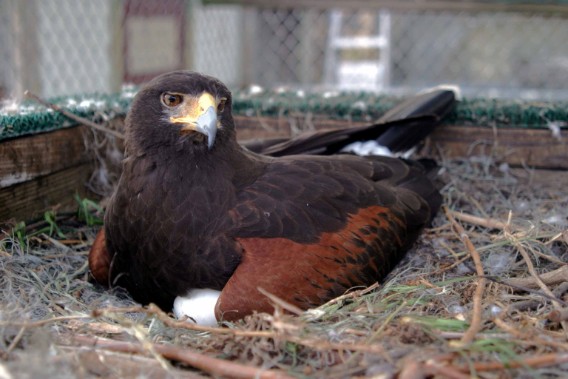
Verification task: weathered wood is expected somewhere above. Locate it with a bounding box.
[236,115,568,169]
[428,125,568,170]
[509,168,568,190]
[0,126,90,187]
[0,163,93,222]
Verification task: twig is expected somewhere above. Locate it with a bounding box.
[545,231,568,246]
[508,299,543,312]
[24,91,124,139]
[460,352,568,372]
[437,331,511,340]
[66,319,124,335]
[94,304,273,337]
[507,236,563,308]
[6,326,26,353]
[484,275,568,306]
[399,359,472,379]
[505,219,568,335]
[95,304,387,354]
[315,283,379,309]
[437,238,462,260]
[71,335,295,379]
[370,300,409,341]
[447,209,521,231]
[397,361,425,379]
[548,308,568,323]
[288,335,387,355]
[493,317,534,339]
[527,247,568,267]
[444,206,486,346]
[493,316,568,350]
[554,282,568,297]
[0,315,91,327]
[258,287,304,316]
[430,254,470,276]
[40,233,72,252]
[446,212,568,268]
[57,347,203,379]
[504,265,568,289]
[423,361,472,379]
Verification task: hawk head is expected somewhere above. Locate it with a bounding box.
[125,71,235,155]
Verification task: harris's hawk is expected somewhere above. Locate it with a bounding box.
[89,71,455,325]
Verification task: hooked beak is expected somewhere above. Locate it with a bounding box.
[170,92,218,149]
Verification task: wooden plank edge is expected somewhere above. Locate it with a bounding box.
[427,124,567,170]
[236,116,567,169]
[0,162,95,223]
[0,126,91,188]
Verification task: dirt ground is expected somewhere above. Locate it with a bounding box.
[1,150,567,378]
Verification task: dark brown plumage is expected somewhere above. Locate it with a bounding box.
[90,71,452,322]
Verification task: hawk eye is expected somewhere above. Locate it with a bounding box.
[161,93,183,107]
[217,97,227,113]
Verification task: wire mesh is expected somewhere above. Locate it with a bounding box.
[1,0,567,101]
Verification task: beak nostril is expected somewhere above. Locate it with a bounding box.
[168,92,219,149]
[174,105,217,149]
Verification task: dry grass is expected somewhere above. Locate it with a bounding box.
[1,152,567,378]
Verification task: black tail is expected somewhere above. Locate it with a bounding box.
[373,87,457,153]
[242,86,458,157]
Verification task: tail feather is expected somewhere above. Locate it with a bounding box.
[242,86,458,157]
[374,88,457,153]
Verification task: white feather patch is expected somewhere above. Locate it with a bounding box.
[173,289,221,326]
[341,140,395,157]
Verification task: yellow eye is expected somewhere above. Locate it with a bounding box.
[217,98,227,113]
[161,93,183,107]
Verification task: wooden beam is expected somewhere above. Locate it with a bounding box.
[0,163,94,222]
[0,126,90,187]
[427,125,568,169]
[204,1,568,16]
[235,115,568,169]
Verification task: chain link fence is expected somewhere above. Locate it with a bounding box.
[1,0,567,101]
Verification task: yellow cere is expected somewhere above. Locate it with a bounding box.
[170,92,217,124]
[197,92,216,114]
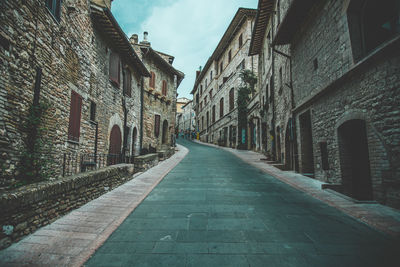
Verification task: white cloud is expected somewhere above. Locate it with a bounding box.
[136,0,258,98]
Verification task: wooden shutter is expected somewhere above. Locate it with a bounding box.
[68,91,82,142]
[154,115,160,137]
[109,51,120,86]
[150,72,155,88]
[162,80,167,96]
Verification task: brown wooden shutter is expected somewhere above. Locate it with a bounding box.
[150,72,155,88]
[109,51,120,86]
[162,80,167,96]
[154,115,160,137]
[68,91,82,141]
[123,68,131,97]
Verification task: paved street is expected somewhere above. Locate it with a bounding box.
[86,139,399,267]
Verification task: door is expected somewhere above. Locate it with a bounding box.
[109,125,122,165]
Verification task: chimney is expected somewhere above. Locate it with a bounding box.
[130,34,138,45]
[140,31,151,46]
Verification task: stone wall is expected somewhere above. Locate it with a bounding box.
[0,164,135,250]
[291,0,400,208]
[0,0,143,186]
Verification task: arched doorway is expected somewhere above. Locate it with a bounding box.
[162,120,168,144]
[109,125,122,165]
[132,127,138,156]
[338,119,373,200]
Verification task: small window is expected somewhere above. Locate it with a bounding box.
[46,0,62,22]
[200,85,203,95]
[149,72,155,88]
[123,68,132,97]
[239,33,243,48]
[229,88,234,111]
[313,58,318,71]
[319,142,329,170]
[162,80,167,96]
[279,67,283,92]
[205,79,208,88]
[212,105,216,123]
[109,51,120,86]
[90,101,96,122]
[154,114,161,138]
[277,0,281,25]
[210,71,213,80]
[209,89,213,100]
[220,62,223,74]
[228,50,232,63]
[68,91,82,142]
[220,98,224,118]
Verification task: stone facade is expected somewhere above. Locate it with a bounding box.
[192,8,258,148]
[250,0,400,208]
[177,100,195,136]
[0,0,149,186]
[131,34,184,152]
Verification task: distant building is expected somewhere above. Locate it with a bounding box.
[175,97,191,135]
[131,33,184,152]
[191,8,258,148]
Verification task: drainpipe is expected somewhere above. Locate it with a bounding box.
[139,76,144,153]
[122,97,128,161]
[271,13,276,161]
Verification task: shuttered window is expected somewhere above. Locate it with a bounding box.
[149,72,155,88]
[239,33,243,48]
[123,68,131,97]
[229,88,234,111]
[154,114,161,138]
[109,51,120,86]
[220,98,224,118]
[162,80,167,96]
[68,91,82,142]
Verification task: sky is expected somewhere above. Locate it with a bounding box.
[111,0,258,99]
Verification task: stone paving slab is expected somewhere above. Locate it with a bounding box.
[0,145,188,267]
[194,140,400,238]
[85,139,399,267]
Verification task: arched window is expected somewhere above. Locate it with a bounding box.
[347,0,400,61]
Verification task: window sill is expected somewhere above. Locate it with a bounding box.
[67,139,80,145]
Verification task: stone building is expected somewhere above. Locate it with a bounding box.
[251,0,400,208]
[175,97,191,135]
[191,8,258,148]
[249,0,295,168]
[177,100,195,137]
[131,33,184,152]
[0,0,149,186]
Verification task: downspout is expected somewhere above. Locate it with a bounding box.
[122,97,128,161]
[139,76,144,153]
[271,12,276,161]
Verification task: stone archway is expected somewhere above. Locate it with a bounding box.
[338,119,373,200]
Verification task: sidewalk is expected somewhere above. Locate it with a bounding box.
[194,140,400,238]
[0,145,189,267]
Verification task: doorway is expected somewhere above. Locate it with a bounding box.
[109,125,122,165]
[338,119,373,200]
[299,111,314,176]
[162,120,168,144]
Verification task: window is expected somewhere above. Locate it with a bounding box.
[201,116,204,130]
[210,71,213,80]
[267,32,271,59]
[200,85,203,95]
[46,0,62,22]
[204,96,207,104]
[162,80,167,96]
[109,51,120,86]
[209,89,213,100]
[229,88,234,111]
[277,0,281,25]
[347,0,400,61]
[319,142,329,170]
[269,77,274,103]
[206,112,209,128]
[90,100,96,122]
[205,79,208,88]
[200,101,203,111]
[220,62,223,74]
[149,71,155,88]
[68,91,82,142]
[279,67,283,92]
[228,50,232,63]
[123,68,131,97]
[154,114,161,137]
[220,98,224,118]
[313,58,318,71]
[239,33,243,48]
[212,105,216,123]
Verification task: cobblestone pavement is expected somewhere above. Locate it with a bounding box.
[86,139,399,267]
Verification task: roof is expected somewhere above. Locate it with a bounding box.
[248,0,275,56]
[90,4,150,77]
[190,8,257,94]
[139,45,185,87]
[272,0,317,45]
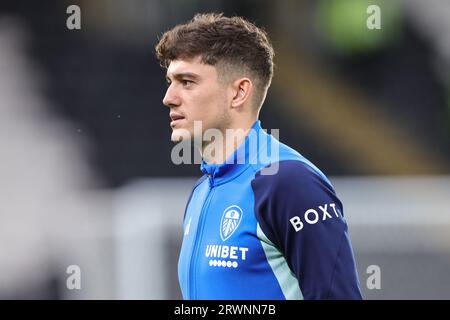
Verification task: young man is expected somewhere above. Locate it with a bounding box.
[156,13,363,300]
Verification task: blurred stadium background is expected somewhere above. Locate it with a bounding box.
[0,0,449,299]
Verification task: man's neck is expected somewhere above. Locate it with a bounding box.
[200,119,257,165]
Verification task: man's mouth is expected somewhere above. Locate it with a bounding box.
[170,112,185,127]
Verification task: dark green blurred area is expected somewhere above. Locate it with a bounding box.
[317,0,402,54]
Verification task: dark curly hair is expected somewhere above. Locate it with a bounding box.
[155,13,275,109]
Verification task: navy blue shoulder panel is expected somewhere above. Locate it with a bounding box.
[183,175,207,221]
[251,160,362,300]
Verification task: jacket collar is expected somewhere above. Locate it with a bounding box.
[200,120,265,185]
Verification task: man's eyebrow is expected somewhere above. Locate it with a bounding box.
[166,72,200,81]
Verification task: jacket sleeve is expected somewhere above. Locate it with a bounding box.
[251,160,363,300]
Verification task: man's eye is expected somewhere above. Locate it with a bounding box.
[182,80,194,87]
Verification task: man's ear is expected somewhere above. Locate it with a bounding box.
[231,78,253,109]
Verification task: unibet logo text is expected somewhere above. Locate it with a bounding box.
[205,245,249,268]
[289,203,341,232]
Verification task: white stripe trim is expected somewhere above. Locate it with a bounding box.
[257,223,303,300]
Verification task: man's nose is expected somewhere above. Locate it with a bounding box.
[163,85,181,108]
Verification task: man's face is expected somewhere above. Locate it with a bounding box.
[163,56,232,142]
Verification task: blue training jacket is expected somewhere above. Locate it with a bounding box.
[178,120,363,300]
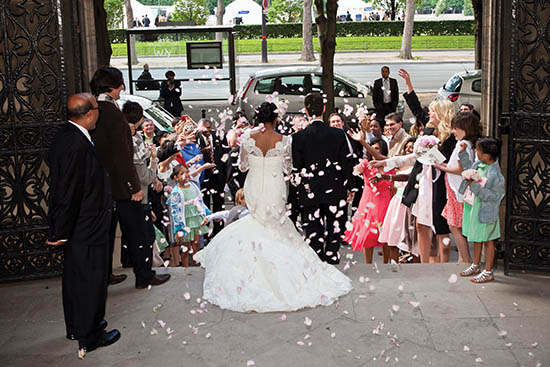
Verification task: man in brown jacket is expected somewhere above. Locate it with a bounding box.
[90,67,170,289]
[385,112,412,157]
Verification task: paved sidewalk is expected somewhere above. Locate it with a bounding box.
[111,49,474,69]
[1,247,548,367]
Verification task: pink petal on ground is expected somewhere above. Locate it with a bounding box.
[448,274,458,283]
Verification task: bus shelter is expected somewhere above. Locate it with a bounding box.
[125,25,237,100]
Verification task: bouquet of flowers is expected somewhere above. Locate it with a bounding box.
[461,169,488,205]
[413,135,440,155]
[461,169,481,182]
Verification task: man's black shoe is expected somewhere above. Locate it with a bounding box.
[109,273,127,285]
[325,256,340,265]
[67,320,108,340]
[79,329,121,354]
[135,274,171,289]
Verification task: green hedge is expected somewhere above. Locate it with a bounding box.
[109,20,474,43]
[234,20,475,39]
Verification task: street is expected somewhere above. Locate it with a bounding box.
[121,62,475,101]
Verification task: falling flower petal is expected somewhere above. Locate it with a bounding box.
[279,314,287,321]
[499,313,506,318]
[475,357,483,363]
[330,332,336,338]
[157,320,166,328]
[497,330,508,338]
[448,274,458,283]
[391,304,400,312]
[304,317,312,327]
[463,345,470,352]
[205,332,211,339]
[297,341,305,346]
[408,300,420,308]
[150,328,159,336]
[247,361,256,367]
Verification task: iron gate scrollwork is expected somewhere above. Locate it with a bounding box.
[0,0,69,281]
[504,0,550,272]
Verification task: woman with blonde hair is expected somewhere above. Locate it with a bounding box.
[370,70,457,264]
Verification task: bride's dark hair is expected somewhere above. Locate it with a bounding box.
[254,102,278,126]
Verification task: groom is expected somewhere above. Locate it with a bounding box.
[291,92,354,264]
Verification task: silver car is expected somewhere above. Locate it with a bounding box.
[234,66,403,119]
[117,94,175,133]
[437,70,482,112]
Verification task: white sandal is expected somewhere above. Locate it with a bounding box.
[471,270,494,283]
[460,263,481,277]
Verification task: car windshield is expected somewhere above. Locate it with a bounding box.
[146,105,174,133]
[444,75,463,92]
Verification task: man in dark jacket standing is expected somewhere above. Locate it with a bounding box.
[160,70,183,117]
[90,66,170,289]
[47,93,120,357]
[372,66,399,122]
[291,93,355,264]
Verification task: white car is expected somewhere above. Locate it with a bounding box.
[437,70,482,112]
[234,66,404,119]
[117,94,175,133]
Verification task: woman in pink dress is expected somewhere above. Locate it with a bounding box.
[343,138,395,263]
[378,138,417,261]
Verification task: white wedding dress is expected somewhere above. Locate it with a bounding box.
[193,130,352,313]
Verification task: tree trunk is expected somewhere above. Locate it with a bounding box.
[125,0,139,65]
[215,0,224,41]
[314,0,337,120]
[94,0,112,67]
[390,0,396,20]
[300,0,315,61]
[472,0,482,69]
[399,0,415,59]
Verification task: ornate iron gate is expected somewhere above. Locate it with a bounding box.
[502,0,550,272]
[0,0,70,281]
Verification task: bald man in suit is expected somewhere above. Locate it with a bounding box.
[47,93,120,358]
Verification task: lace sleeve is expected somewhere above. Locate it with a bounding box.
[385,153,417,169]
[237,130,250,172]
[282,135,292,175]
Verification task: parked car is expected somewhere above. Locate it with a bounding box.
[117,94,175,134]
[437,70,482,112]
[233,66,404,120]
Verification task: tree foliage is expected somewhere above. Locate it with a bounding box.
[267,0,303,23]
[172,0,211,24]
[463,0,473,16]
[105,0,125,29]
[206,0,232,13]
[137,0,176,4]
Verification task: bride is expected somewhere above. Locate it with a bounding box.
[193,102,352,313]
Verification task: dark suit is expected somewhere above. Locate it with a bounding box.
[291,120,354,263]
[372,77,399,121]
[197,131,230,237]
[91,100,155,287]
[160,80,183,117]
[227,146,247,199]
[47,123,112,347]
[136,70,160,90]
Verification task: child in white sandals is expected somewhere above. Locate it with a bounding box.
[457,137,505,283]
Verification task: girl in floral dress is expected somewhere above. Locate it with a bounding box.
[343,138,395,264]
[167,164,210,267]
[433,112,481,263]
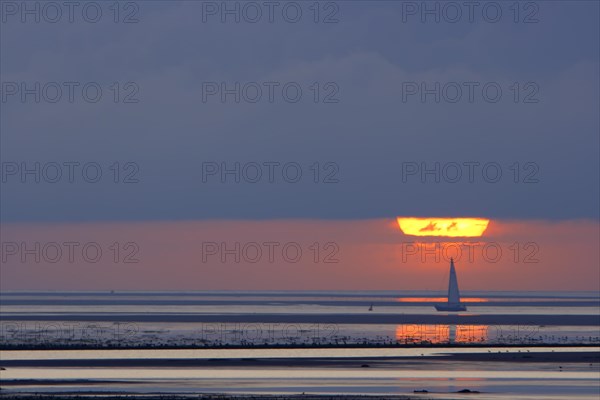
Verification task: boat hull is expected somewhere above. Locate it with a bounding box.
[435,303,467,312]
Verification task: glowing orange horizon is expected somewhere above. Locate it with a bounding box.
[397,217,490,237]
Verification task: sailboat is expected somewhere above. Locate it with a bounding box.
[435,258,467,312]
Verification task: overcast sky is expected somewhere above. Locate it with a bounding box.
[1,1,599,223]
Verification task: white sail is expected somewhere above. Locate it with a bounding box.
[435,258,466,312]
[447,258,461,304]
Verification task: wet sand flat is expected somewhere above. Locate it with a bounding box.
[1,350,598,368]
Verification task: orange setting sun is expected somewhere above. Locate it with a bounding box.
[397,217,490,237]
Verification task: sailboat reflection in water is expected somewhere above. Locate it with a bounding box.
[435,258,467,312]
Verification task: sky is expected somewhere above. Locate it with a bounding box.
[1,218,598,291]
[0,1,598,291]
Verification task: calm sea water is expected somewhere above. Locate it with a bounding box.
[1,291,599,346]
[1,291,599,398]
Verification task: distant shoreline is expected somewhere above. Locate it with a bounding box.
[2,313,599,325]
[2,342,600,351]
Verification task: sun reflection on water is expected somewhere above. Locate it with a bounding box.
[396,297,489,303]
[395,324,489,344]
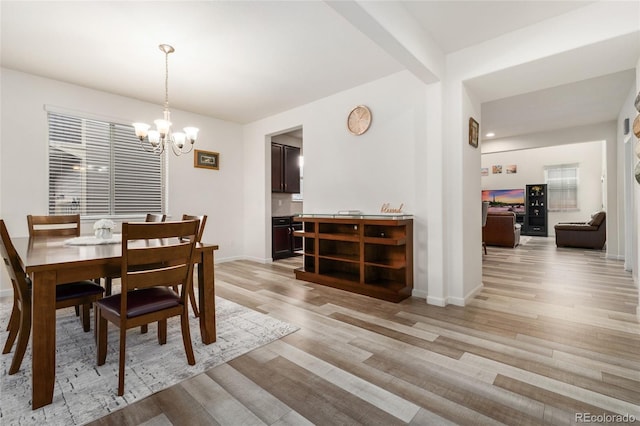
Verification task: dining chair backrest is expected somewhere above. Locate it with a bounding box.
[120,220,199,308]
[0,220,30,305]
[182,214,207,242]
[27,214,81,237]
[145,213,167,223]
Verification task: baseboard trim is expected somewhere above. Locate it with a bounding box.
[465,283,484,304]
[411,289,428,300]
[606,254,624,261]
[426,295,446,306]
[443,283,484,307]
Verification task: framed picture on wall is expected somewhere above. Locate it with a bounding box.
[194,150,219,170]
[469,117,479,148]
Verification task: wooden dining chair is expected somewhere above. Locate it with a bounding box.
[95,220,199,396]
[1,220,104,374]
[181,214,208,317]
[101,213,166,298]
[27,214,81,237]
[27,214,99,316]
[145,213,167,222]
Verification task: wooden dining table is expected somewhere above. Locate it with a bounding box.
[12,235,219,410]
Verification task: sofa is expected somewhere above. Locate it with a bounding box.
[554,211,606,249]
[483,212,521,248]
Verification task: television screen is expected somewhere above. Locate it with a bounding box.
[482,189,525,214]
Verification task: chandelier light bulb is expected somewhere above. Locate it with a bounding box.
[183,127,199,143]
[173,132,186,148]
[148,130,161,146]
[133,123,150,140]
[154,119,171,137]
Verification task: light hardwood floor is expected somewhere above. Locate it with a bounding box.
[89,237,639,425]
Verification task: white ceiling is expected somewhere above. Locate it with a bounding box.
[1,1,637,142]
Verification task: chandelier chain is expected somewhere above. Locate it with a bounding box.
[164,49,170,111]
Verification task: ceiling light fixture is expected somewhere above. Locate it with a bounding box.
[132,44,199,156]
[485,132,495,138]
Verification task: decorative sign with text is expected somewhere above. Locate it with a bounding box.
[380,203,404,214]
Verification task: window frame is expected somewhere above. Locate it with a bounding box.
[46,107,167,220]
[544,163,579,212]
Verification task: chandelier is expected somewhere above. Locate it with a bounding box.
[132,44,199,156]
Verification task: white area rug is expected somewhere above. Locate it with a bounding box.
[0,297,298,425]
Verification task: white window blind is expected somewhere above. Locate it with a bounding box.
[544,163,579,212]
[48,112,164,217]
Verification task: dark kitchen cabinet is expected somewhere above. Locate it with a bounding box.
[272,216,303,260]
[271,143,300,193]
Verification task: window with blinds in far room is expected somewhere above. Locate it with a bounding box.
[544,163,579,212]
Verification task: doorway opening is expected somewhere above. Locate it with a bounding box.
[269,127,303,262]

***

What is wanted is an exact repeat of the lines from the one with "Verification task: white area" through the last line of the listing above, and no other text.

### Result for this exercise
Verification task: white area rug is expected somewhere above. Locate it with a bounding box.
[0,297,298,425]
Verification task: white window blind is expected somewhere above. Locate it with a bounding box.
[544,163,579,212]
[48,112,164,217]
Verification task: dark kitchen cabinet is expected somewhere above. Locate it with a bounding box.
[272,216,303,260]
[271,143,300,193]
Verification task: window with blinds in far room is expected somewhere above. Locate it with a bounding box.
[544,163,579,212]
Verification task: doorway opening is expected somewhere above. Locate it with a bounding box.
[269,127,303,262]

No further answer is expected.